What is being asked: Reproduce word for word the portion of the bill report below, starting at "BYHouse Committee on" and ending at "health maintenance organizations.".

Passage:
------------

SENATE BILL REPORT

 

 

                                   SHB 3001

 

 

BYHouse Committee on Financial Institutions & Insurance (originally sponsored by Representatives Zellinsky, R. Meyers, Dellwo and Crane;by request of Insurance Commissioner)

 

 

Concerning solvency protection for health maintenance organizations.

 

 

House Committe on Financial Institutions & Insurance

 

 

Senate Committee on Financial Institutions & Insurance

 

      Senate Hearing Date(s):February 20, 1990; February 22, 1990

 

Majority Report:  Do pass as amended.

      Signed by Senators von Reichbauer, Chairman; Johnson, Vice Chairman; McCaslin, McMullen, Moore, Smitherman.

 

      Senate Staff:Walt Corneille (786-7416)

                  February 22, 1990

 

 

AS REPORTED BY COMMITTEE ON FINANCIAL INSTITUTIONS & INSURANCE, FEBRUARY 22, 1990

 

BACKGROUND:

 

Health maintenance organizations (HMOs) must apply for and receive the Insurance Commissioner's permission before selling health coverage in Washington.  However, the insurance code does not require HMOs to meet capital, surplus or other minimum net worth standards as a condition of obtaining authority to conduct business.

 

Unlike health insurance companies, HMOs do not agree to indemnify consumers (policyholders) for costs incurred in obtaining health care services.  Rather, HMOs directly provide health care services or enter into agreements with providers of health care who, in turn, agree to provide services to consumers.  The contracting health care providers must obtain compensation for services from the HMO, not from the consumer using the services.  Alternatively, if the consumer obtains health care services from a provider who has not entered into a contract with the HMO (a nonparticipating provider), the consumer is directly liable for the costs of such health services.

------------

Recorded data:
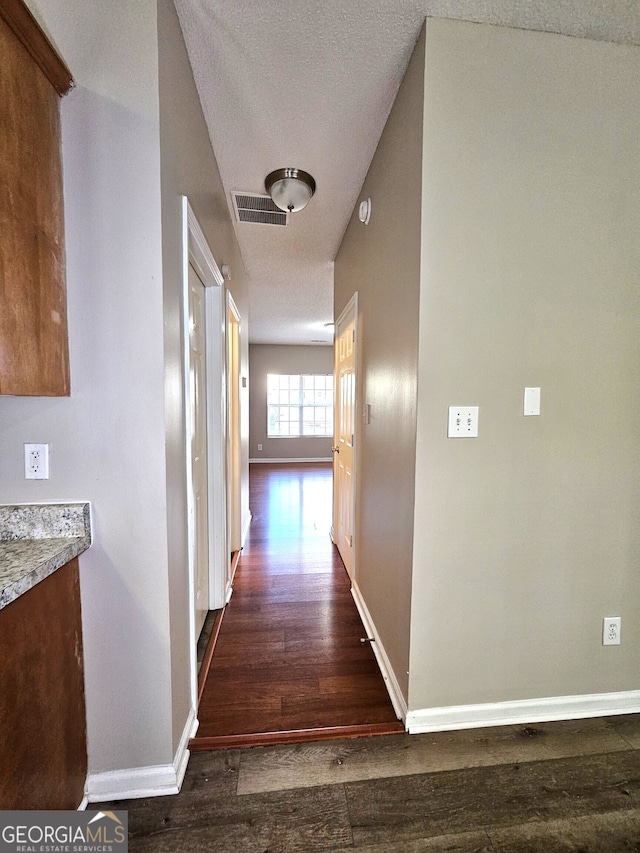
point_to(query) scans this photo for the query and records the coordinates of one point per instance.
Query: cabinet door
(34, 357)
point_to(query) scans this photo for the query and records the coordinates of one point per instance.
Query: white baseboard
(279, 461)
(523, 711)
(393, 688)
(135, 782)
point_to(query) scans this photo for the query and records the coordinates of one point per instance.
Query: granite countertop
(37, 539)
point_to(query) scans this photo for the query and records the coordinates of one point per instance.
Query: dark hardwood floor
(566, 787)
(289, 664)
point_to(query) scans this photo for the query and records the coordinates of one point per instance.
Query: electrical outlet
(611, 631)
(463, 422)
(36, 461)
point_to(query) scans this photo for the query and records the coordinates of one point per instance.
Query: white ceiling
(309, 84)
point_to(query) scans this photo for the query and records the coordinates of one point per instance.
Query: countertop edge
(71, 549)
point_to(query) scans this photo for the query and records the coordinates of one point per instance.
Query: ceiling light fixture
(290, 189)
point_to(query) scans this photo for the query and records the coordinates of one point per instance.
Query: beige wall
(526, 537)
(133, 141)
(186, 156)
(382, 262)
(265, 359)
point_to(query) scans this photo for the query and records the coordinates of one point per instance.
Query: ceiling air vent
(250, 207)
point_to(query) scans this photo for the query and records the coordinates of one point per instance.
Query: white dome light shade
(290, 189)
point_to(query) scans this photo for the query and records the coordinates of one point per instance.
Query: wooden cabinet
(43, 748)
(34, 352)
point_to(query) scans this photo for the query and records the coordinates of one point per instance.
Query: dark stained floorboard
(289, 656)
(264, 800)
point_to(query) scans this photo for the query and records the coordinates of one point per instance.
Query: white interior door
(199, 462)
(344, 434)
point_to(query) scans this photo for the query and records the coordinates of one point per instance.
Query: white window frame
(301, 406)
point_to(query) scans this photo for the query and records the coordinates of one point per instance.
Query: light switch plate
(463, 421)
(531, 401)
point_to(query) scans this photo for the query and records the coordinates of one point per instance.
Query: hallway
(289, 664)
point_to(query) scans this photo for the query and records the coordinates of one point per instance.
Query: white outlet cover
(611, 626)
(463, 422)
(36, 461)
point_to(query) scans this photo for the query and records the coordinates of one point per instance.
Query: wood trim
(25, 27)
(208, 655)
(199, 744)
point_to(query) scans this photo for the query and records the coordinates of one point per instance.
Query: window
(299, 405)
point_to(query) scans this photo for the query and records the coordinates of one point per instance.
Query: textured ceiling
(309, 84)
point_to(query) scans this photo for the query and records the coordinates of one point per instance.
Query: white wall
(526, 537)
(264, 359)
(186, 156)
(107, 439)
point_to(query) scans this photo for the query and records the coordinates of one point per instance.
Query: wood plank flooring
(552, 788)
(289, 664)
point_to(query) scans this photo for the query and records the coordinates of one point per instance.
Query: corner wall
(382, 262)
(526, 537)
(186, 155)
(107, 439)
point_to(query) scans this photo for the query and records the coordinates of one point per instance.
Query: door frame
(349, 311)
(196, 252)
(233, 436)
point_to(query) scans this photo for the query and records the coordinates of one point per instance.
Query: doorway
(205, 422)
(344, 449)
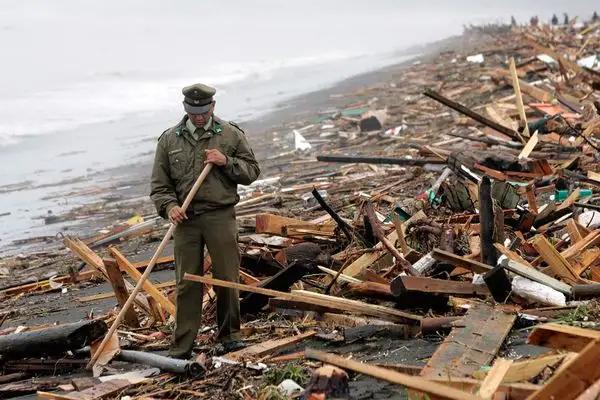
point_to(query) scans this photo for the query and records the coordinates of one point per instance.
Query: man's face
(199, 120)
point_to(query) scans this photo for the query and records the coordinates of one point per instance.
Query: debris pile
(413, 234)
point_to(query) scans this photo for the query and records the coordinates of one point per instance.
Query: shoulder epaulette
(162, 134)
(236, 125)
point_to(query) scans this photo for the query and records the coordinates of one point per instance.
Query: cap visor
(196, 109)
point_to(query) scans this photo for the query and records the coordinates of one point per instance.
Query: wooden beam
(562, 337)
(267, 347)
(355, 306)
(494, 378)
(523, 371)
(559, 265)
(590, 240)
(86, 254)
(471, 114)
(470, 345)
(368, 259)
(569, 201)
(537, 276)
(121, 292)
(108, 295)
(460, 261)
(438, 390)
(148, 286)
(528, 148)
(409, 284)
(591, 393)
(575, 378)
(573, 230)
(518, 97)
(277, 225)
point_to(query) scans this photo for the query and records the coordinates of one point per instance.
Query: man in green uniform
(182, 152)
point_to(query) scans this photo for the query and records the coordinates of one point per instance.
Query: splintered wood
(471, 344)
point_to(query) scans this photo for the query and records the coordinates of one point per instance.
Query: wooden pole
(149, 268)
(118, 283)
(438, 390)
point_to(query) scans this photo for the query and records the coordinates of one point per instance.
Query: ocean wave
(107, 96)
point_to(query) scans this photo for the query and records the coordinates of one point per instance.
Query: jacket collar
(216, 126)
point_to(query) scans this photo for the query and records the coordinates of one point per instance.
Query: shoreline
(128, 182)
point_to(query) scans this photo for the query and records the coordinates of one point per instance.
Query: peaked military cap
(198, 98)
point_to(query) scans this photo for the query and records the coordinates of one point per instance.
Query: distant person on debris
(182, 152)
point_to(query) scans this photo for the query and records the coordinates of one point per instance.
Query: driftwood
(282, 281)
(378, 232)
(50, 341)
(167, 364)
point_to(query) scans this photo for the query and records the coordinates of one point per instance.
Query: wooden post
(435, 389)
(148, 286)
(121, 293)
(486, 223)
(151, 265)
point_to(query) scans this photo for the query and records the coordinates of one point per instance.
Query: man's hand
(214, 156)
(176, 215)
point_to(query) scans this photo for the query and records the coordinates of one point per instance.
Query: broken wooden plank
(562, 337)
(460, 261)
(559, 265)
(569, 201)
(527, 149)
(537, 276)
(494, 378)
(438, 390)
(590, 240)
(50, 341)
(403, 284)
(368, 259)
(276, 224)
(574, 232)
(472, 345)
(267, 347)
(121, 293)
(575, 378)
(525, 370)
(281, 281)
(319, 299)
(472, 114)
(148, 286)
(518, 97)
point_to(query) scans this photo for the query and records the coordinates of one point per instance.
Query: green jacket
(179, 160)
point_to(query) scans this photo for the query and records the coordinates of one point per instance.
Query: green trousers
(218, 231)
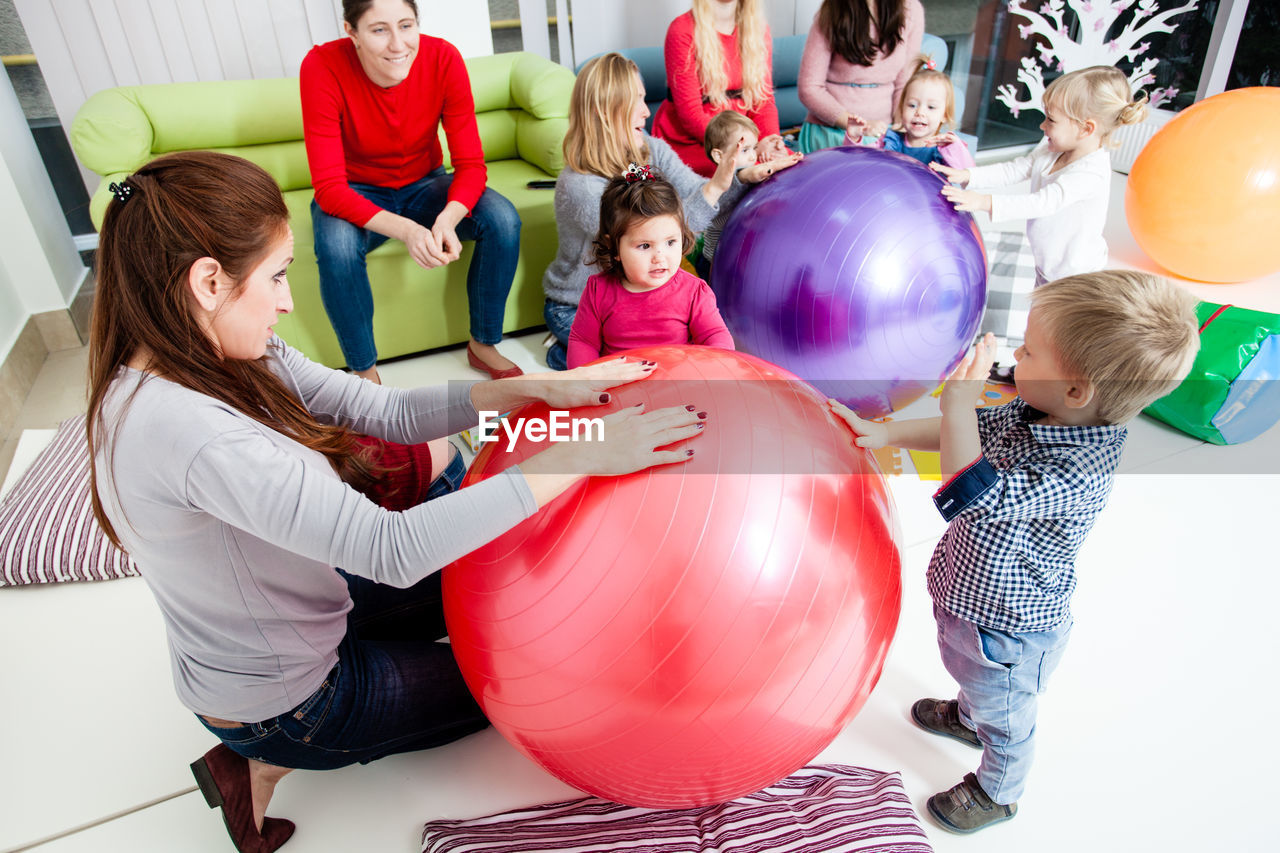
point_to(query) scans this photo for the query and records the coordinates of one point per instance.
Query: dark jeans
(342, 246)
(393, 689)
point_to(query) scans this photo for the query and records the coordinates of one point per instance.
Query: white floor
(1153, 735)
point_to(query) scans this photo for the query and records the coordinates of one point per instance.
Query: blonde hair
(753, 42)
(1132, 336)
(1098, 92)
(926, 69)
(725, 129)
(599, 138)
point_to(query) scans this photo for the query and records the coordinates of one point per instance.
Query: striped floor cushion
(48, 533)
(823, 807)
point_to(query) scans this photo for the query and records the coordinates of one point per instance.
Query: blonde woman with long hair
(606, 135)
(720, 56)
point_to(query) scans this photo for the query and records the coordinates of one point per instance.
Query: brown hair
(352, 10)
(848, 27)
(1098, 92)
(922, 71)
(622, 204)
(1132, 336)
(179, 209)
(723, 131)
(599, 140)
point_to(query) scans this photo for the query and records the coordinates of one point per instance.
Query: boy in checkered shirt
(1024, 483)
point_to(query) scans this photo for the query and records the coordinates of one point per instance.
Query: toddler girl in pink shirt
(641, 297)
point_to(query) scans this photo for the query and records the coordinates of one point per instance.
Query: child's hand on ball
(869, 433)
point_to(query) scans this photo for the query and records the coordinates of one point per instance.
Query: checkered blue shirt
(1018, 518)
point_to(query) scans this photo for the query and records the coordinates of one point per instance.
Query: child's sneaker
(967, 808)
(942, 716)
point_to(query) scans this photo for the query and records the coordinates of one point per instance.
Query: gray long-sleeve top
(577, 217)
(237, 529)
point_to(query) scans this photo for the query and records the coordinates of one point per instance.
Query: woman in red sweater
(718, 56)
(371, 109)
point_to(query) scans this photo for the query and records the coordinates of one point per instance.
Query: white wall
(40, 269)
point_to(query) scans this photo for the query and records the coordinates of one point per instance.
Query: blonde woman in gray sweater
(606, 135)
(229, 468)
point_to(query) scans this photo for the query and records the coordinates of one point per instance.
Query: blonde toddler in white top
(1069, 170)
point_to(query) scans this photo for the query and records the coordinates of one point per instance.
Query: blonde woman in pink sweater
(856, 60)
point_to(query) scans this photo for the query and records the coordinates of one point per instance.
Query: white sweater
(1065, 210)
(237, 528)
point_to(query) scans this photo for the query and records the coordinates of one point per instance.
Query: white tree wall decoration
(1096, 18)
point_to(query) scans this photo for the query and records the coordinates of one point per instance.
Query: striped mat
(823, 807)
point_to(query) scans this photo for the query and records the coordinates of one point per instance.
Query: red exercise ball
(690, 634)
(1203, 197)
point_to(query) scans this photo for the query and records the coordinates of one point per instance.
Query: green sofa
(521, 112)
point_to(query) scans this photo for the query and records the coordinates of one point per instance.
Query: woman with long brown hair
(229, 468)
(606, 135)
(856, 59)
(718, 56)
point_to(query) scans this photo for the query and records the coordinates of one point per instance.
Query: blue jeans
(393, 689)
(560, 322)
(342, 246)
(1000, 678)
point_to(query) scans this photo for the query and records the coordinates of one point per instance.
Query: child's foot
(1001, 374)
(942, 716)
(967, 808)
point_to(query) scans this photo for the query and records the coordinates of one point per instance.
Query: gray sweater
(237, 528)
(577, 217)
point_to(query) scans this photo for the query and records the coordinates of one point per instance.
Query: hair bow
(122, 191)
(636, 172)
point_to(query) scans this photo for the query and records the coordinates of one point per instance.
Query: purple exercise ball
(851, 270)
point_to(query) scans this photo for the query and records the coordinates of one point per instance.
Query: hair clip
(635, 173)
(122, 191)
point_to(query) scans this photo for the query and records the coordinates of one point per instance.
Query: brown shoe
(223, 779)
(942, 716)
(967, 808)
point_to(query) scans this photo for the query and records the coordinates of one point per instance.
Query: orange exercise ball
(1203, 196)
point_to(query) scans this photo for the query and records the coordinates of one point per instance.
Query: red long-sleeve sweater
(682, 119)
(359, 132)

------------

Finished exercise:
BYHouse Committee on Financial Institutions & Insurance (originally sponsored by Representatives Zellinsky, R. Meyers, Dellwo and Crane;by request of Insurance Commissioner)

 

 

Concerning solvency protection for health maintenance organizations.